___ Source text ___
Dui Hua researchers started finding the names of political prisoners on Chinese court websites in 2003. One of the first names we found was Li Huanming. My colleague Joshua Rosenzweig found his name on the Shenzhen Intermediate Court website. Later, in a work report out of Shenzhen, we confirmed that Li stood trial for inciting subversion in a high-profile case in 2002.
Months later, in late 2003, Dui Hua sent Li’s name to a professor based in Guangzhou who enjoyed good relations with local security bureaus and courts. Within months, the professor responded with details on Li’s case, marking the first time Dui Hua received information on a political prisoner we identified from a Chinese government website.
The information came from “friends” in the Shenzhen Public Security Bureau. We learned that Li was from Ankang Municipality in Shaanxi Province. He was charged with inciting subversion for distributing or planning to distribute tens of thousands of “reactionary” flyers in Shenzhen and Guangzhou. In one instance, he put flyers near the Shenzhen-Guangzhou Highway so trucks hurtling by would blow the flyers across the countryside.
According to the email: “The case shocked the Ministry of Public Security, which dispatched two bureau chiefs to Guangzhou to personally supervise the investigation. The Central Committee’s Political and Legal Affairs Committee even hosted a special meeting to discuss the case.” When police detained Li in Guangzhou’s Tianhe District, he “shouted reactionary slogans [demonstrating that] he is a very stubborn person.”
From the time Dui Hua first learned of Li Huanming in 2004 until his release in 2010, we put his name on 11 prisoner lists to the Chinese government both directly and through foreign governments. In 2005 alone, we put Li’s name on four lists submitted to both the central government and the Guangdong government. These interventions yielded eight written responses, which painted a picture of a young man who refused to bend to authority. The court sentenced Li to nine years in Shaoguan Prison in northern Guangdong Province for inciting subversion and to another three years of deprivation of political rights upon his release. He refused to give legitimacy to the Chinese government and did not appeal the sentence, which was the longest for inciting subversion that Dui Hua was aware of at the time. (In 2009, Nobel Peace Prize laureate Liu Xiaobo would be given an 11-year prison sentence for inciting subversion.)
In prison, he was defiant. Li served every day of his sentence before being sent back to his hometown in Shaanxi Province on September 1, 2010. He spent several spells in solitary confinement, making him ineligible for clemency. I later learned that prison authorities forbade monthly phone privileges to call his family, and he did not receive family visits.
Nonetheless, the stream of prisoner lists we sent beginning in late 2003 improved life for Li. Authorities put him in solitary confinement on three occasions in 2003, but never again after 2004. Li Huanming says that, in 2005, he was excused from working overtime and on weekends. He was given light work in the prison commissary. In 2007, he refused to do any manual labor, and he was not punished. He was left alone to write what would become a long novel that he was not allowed to take out of China.
The China Alliance of Virtuous Youth
In a conversation in 2005, the professor told me that Li originally faced harsh treatment for three reasons. First, he had a bad attitude. Second, authorities took issue with the high volume of reactionary leaflets he distributed and how he distributed them. Third, Li had a record, having served a three-year prison sentence for counterrevolution during the 1990s.
___ Data provided ___
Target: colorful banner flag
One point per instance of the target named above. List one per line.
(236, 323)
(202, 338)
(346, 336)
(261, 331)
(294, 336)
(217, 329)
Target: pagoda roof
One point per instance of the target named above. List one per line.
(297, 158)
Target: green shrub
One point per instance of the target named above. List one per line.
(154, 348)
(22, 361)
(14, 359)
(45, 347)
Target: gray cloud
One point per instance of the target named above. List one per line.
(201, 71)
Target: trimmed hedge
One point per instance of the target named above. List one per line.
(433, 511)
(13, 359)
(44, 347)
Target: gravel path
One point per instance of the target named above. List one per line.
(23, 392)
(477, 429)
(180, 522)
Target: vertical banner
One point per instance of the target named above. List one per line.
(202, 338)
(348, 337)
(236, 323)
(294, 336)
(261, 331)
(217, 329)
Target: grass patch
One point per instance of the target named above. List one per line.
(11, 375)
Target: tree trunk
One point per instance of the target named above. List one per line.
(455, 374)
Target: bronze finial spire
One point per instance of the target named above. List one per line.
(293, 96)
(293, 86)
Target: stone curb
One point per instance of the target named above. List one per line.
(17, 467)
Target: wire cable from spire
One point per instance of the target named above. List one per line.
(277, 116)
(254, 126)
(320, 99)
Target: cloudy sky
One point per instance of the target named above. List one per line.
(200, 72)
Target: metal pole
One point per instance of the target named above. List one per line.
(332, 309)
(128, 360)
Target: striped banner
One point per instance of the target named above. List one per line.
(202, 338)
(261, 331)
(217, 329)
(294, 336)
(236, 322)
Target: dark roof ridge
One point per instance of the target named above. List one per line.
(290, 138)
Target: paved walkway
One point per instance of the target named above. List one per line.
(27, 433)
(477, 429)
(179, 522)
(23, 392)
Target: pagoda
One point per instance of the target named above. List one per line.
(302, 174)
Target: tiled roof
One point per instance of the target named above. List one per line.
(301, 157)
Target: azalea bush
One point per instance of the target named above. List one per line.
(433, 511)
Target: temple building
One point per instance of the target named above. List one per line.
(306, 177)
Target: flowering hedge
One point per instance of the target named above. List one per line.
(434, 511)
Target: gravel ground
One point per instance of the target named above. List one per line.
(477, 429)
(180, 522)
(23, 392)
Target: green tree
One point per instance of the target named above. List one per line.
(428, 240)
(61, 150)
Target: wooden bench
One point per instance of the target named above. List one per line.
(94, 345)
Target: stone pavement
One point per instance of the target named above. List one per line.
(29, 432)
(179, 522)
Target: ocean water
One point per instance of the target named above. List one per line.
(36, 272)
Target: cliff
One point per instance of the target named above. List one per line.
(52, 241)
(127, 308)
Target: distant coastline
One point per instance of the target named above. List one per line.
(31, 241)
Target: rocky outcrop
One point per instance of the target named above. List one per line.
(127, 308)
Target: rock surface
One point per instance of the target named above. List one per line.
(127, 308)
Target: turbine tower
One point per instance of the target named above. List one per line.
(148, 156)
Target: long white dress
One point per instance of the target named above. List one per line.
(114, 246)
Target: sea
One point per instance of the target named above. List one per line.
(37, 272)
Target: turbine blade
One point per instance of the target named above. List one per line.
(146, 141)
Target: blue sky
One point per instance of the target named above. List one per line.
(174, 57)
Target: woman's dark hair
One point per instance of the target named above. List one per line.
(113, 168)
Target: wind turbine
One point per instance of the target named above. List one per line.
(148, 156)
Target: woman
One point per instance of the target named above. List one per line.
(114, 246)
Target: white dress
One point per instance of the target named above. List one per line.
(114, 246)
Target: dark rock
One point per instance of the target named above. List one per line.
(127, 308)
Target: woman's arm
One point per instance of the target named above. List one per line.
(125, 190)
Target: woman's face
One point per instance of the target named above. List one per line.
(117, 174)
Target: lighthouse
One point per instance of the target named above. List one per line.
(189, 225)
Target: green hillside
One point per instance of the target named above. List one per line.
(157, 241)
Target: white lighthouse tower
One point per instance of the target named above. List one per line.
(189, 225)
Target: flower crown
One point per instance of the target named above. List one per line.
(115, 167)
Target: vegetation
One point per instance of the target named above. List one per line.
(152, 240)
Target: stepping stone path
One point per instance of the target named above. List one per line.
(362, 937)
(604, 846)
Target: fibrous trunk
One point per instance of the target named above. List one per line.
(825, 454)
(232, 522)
___
Given instruction 1
Condense the paragraph in the account of Li Huanming that begins "Nonetheless, the stream of prisoner lists" into a short bulleted list that keeps its main facts.
Given instruction 2
From the account of Li Huanming, reproduce verbatim the passage starting with "Dui Hua researchers" and going on through "Chinese government website.".

Final result 1
- The prisoner lists Dui Hua sent from late 2003 onward improved Li's life.
- He was put in solitary confinement three times in 2003 but never after 2004.
- In 2005 he was excused from overtime and weekend work and given light work in the prison commissary.
- In 2007 he refused all manual labor and was not punished.
- He was left alone to write a long novel, which he was not allowed to take out of China.

Final result 2
Dui Hua researchers started finding the names of political prisoners on Chinese court websites in 2003. One of the first names we found was Li Huanming. My colleague Joshua Rosenzweig found his name on the Shenzhen Intermediate Court website. Later, in a work report out of Shenzhen, we confirmed that Li stood trial for inciting subversion in a high-profile case in 2002.
Months later, in late 2003, Dui Hua sent Li’s name to a professor based in Guangzhou who enjoyed good relations with local security bureaus and courts. Within months, the professor responded with details on Li’s case, marking the first time Dui Hua received information on a political prisoner we identified from a Chinese government website.